▶ [What you will do]: Rewrite the lines below, substituting "Outline the area" for every occurrence of "Mark the region" and leaving everything else unchanged.

══ Record set

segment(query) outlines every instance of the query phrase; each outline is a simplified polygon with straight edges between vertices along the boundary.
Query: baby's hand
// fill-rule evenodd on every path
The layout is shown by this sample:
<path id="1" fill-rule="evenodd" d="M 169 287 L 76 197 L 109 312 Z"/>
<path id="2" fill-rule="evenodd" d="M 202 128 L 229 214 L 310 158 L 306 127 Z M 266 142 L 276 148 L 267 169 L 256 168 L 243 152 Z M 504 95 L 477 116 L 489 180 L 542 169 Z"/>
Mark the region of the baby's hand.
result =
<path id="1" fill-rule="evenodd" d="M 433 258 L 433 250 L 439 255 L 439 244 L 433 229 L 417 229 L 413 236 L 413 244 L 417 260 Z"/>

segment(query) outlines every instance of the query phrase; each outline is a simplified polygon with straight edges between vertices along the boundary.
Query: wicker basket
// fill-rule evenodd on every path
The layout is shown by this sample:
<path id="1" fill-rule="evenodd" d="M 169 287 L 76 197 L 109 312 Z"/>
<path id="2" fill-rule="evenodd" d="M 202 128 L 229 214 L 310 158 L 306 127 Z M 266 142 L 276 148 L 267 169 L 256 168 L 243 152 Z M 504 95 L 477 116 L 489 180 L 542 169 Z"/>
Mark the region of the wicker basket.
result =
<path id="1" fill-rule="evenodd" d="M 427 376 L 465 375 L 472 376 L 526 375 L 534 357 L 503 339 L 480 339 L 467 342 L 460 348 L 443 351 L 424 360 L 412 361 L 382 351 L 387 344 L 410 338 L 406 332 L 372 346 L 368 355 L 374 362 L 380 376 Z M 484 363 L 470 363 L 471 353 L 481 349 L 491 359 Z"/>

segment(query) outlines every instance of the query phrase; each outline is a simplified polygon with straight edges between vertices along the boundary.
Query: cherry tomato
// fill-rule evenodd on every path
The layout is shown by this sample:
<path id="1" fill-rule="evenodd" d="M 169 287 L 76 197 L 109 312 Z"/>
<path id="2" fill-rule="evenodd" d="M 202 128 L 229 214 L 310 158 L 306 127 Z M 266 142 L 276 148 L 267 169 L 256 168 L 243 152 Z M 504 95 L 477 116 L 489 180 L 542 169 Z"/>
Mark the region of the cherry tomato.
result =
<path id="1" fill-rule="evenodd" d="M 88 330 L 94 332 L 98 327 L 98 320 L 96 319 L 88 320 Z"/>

════

▶ [Output below]:
segment(query) outlines every instance of the query phrase; each outline is a simplified polygon with straight edges between vertices along the boundary.
Query: baby's hand
// fill-rule evenodd on every path
The layout is shown by this sample:
<path id="1" fill-rule="evenodd" d="M 169 287 L 76 197 L 109 312 Z"/>
<path id="2" fill-rule="evenodd" d="M 202 128 L 229 214 L 310 158 L 306 127 Z M 266 142 L 276 148 L 267 169 L 256 168 L 243 152 Z M 504 95 L 477 116 L 489 180 L 542 169 Z"/>
Outline the area of the baby's hand.
result =
<path id="1" fill-rule="evenodd" d="M 433 258 L 433 250 L 439 255 L 439 244 L 433 229 L 417 229 L 413 236 L 413 244 L 417 260 Z"/>

segment(query) outlines every instance of the query phrase; each outline is a simplified polygon with straight edges between vertices along the boundary.
Query: wicker basket
// fill-rule evenodd on every path
The layout is shown by this sample:
<path id="1" fill-rule="evenodd" d="M 169 287 L 76 197 L 109 312 Z"/>
<path id="2" fill-rule="evenodd" d="M 202 128 L 229 214 L 310 158 L 306 127 Z M 266 142 L 276 148 L 267 169 L 256 168 L 243 152 Z M 504 95 L 477 116 L 489 180 L 542 169 Z"/>
Outline the area of the wicker basket.
result =
<path id="1" fill-rule="evenodd" d="M 427 376 L 465 375 L 472 376 L 526 375 L 534 357 L 503 339 L 480 339 L 467 342 L 460 348 L 443 351 L 424 360 L 412 361 L 382 351 L 387 344 L 410 338 L 406 332 L 372 346 L 368 355 L 374 362 L 380 376 Z M 484 363 L 470 363 L 471 353 L 481 349 L 491 359 Z"/>

segment(query) outlines every instance of the query phrase; each outline is a simplified polygon with straight edges between vertices along the boundary.
Query: cherry tomato
// fill-rule evenodd on every path
The layout is shown by this sample:
<path id="1" fill-rule="evenodd" d="M 169 287 L 76 197 L 109 312 Z"/>
<path id="2" fill-rule="evenodd" d="M 202 128 L 229 214 L 310 158 L 306 127 Z M 266 142 L 276 148 L 267 169 L 256 168 L 243 152 Z M 504 95 L 477 116 L 489 180 L 542 169 Z"/>
Outline the area of the cherry tomato.
result =
<path id="1" fill-rule="evenodd" d="M 88 330 L 94 332 L 98 327 L 98 320 L 96 319 L 88 320 Z"/>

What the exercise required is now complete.